--- Input records ---

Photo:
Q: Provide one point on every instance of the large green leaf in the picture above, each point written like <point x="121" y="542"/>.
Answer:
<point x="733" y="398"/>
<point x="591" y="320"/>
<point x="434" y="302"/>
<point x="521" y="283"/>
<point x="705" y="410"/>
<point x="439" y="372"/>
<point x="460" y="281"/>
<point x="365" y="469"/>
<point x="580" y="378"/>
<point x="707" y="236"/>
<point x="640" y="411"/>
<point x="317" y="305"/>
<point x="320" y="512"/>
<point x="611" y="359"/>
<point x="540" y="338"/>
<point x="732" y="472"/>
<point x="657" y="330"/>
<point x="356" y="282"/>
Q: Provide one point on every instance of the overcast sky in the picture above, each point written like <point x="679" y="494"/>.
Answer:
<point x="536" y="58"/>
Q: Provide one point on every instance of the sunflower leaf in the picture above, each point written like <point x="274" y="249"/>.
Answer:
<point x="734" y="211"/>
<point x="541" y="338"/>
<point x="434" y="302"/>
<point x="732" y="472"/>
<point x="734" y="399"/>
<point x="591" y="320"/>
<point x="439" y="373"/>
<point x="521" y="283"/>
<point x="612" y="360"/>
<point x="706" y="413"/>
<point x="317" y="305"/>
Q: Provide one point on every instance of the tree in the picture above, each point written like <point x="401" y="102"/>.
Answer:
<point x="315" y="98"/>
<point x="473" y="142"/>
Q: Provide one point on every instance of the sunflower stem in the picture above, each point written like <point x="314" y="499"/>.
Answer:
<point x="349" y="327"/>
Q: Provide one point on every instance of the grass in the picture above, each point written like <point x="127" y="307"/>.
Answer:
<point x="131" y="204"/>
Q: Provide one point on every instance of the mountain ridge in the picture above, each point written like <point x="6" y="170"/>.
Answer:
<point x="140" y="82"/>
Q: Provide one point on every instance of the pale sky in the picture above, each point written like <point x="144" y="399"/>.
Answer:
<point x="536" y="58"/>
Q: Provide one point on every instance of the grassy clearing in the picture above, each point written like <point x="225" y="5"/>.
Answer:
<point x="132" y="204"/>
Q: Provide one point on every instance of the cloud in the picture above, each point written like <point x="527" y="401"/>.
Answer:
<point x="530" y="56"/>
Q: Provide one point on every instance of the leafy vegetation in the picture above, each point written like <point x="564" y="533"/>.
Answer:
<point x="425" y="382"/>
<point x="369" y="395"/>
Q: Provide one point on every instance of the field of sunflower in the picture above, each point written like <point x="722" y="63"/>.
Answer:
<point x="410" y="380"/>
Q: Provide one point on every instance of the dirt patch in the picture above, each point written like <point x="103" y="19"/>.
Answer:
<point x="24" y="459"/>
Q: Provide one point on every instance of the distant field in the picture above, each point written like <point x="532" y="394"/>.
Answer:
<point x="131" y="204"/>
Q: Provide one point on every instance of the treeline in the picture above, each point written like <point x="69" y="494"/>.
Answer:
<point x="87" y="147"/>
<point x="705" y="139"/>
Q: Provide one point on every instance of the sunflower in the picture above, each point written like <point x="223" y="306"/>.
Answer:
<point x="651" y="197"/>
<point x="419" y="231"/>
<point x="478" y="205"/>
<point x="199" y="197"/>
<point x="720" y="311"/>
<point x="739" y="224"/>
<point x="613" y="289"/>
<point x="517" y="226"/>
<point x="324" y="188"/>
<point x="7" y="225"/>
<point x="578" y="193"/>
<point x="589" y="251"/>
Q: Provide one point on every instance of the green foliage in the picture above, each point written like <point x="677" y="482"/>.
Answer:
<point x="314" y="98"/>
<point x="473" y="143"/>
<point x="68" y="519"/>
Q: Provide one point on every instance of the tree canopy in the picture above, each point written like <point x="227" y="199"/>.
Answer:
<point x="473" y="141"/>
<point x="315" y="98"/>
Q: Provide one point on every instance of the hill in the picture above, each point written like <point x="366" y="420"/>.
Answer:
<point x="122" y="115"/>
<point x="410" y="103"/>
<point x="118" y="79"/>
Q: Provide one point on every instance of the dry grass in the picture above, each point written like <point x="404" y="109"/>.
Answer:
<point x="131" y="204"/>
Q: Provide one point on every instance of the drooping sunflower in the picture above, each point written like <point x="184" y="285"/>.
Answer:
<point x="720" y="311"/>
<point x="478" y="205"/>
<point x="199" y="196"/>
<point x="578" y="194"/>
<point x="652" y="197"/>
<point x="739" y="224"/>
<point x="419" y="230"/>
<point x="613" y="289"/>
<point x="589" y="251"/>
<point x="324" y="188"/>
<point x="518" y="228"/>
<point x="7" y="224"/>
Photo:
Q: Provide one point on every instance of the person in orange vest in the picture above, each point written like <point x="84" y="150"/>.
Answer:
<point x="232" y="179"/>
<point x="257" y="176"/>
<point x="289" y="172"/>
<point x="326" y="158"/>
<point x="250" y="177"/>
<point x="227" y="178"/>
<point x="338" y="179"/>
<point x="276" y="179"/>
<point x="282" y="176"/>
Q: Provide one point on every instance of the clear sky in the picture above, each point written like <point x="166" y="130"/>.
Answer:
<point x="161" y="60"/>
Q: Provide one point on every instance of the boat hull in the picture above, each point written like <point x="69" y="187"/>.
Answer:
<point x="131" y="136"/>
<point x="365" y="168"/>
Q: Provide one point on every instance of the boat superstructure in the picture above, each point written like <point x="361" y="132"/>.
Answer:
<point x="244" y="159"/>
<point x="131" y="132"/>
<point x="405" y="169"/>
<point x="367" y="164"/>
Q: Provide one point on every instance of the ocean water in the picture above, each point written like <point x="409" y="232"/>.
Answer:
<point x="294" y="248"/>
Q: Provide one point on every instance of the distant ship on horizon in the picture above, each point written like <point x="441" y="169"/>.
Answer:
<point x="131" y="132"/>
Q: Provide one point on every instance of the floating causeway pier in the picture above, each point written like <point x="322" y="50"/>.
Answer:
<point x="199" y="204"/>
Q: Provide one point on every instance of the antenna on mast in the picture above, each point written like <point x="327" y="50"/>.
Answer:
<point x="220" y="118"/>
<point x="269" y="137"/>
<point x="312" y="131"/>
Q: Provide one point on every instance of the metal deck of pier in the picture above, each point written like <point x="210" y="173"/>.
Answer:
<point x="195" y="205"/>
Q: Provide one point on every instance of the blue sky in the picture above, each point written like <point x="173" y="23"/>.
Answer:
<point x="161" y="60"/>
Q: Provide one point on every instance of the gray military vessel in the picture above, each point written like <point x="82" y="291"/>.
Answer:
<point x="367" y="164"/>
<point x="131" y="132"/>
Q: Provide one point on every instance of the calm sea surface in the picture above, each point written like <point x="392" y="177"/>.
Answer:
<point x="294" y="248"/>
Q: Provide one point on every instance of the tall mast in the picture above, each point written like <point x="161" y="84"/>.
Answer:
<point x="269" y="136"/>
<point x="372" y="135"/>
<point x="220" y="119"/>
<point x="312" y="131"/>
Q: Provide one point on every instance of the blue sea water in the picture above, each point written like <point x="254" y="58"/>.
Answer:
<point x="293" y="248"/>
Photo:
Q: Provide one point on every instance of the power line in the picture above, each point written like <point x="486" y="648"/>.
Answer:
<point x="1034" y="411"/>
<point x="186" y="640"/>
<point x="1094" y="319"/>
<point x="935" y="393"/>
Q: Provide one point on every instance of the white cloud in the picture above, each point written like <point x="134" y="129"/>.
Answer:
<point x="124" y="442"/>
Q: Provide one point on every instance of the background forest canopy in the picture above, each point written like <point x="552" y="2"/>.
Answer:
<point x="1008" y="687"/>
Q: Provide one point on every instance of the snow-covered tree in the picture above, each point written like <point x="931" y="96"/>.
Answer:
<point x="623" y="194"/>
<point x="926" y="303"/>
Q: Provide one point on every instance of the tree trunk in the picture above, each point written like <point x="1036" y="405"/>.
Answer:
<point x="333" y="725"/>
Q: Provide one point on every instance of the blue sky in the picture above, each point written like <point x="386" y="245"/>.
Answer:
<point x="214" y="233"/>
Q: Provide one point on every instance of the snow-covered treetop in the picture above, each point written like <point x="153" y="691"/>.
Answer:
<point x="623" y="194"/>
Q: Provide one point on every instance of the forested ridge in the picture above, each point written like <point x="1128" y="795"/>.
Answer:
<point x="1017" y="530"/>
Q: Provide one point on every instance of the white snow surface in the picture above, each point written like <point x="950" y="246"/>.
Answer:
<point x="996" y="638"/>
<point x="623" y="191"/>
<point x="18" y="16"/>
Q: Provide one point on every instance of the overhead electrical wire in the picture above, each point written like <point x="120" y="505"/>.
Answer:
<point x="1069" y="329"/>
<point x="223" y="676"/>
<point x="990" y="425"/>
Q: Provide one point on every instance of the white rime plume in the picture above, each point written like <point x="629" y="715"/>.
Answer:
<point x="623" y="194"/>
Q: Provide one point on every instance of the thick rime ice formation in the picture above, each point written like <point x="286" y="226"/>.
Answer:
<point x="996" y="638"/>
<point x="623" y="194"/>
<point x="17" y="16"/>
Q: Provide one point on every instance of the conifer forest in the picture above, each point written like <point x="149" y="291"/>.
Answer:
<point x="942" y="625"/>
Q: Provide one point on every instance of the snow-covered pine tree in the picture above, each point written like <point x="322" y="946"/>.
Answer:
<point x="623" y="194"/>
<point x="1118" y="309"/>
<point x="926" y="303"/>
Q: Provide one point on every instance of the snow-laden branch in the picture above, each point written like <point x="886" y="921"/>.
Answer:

---

* Description of the task *
Please reproduce, unchanged, the stretch of the records above from the line containing "Q: Provide one point on every instance of the conifer" through the end of the records.

* Written response *
Q: Provide one point on every instance of the conifer forest in the picture above, each point written like <point x="149" y="291"/>.
Answer:
<point x="942" y="625"/>
Q: Provide one point on every instance of the snow-covered pine tree in the picture above, each point written like <point x="322" y="946"/>.
Answer:
<point x="623" y="194"/>
<point x="1118" y="309"/>
<point x="926" y="303"/>
Q: Provide one point on every instance of the snow-laden branch in the picture above, each point written like <point x="886" y="921"/>.
Answer:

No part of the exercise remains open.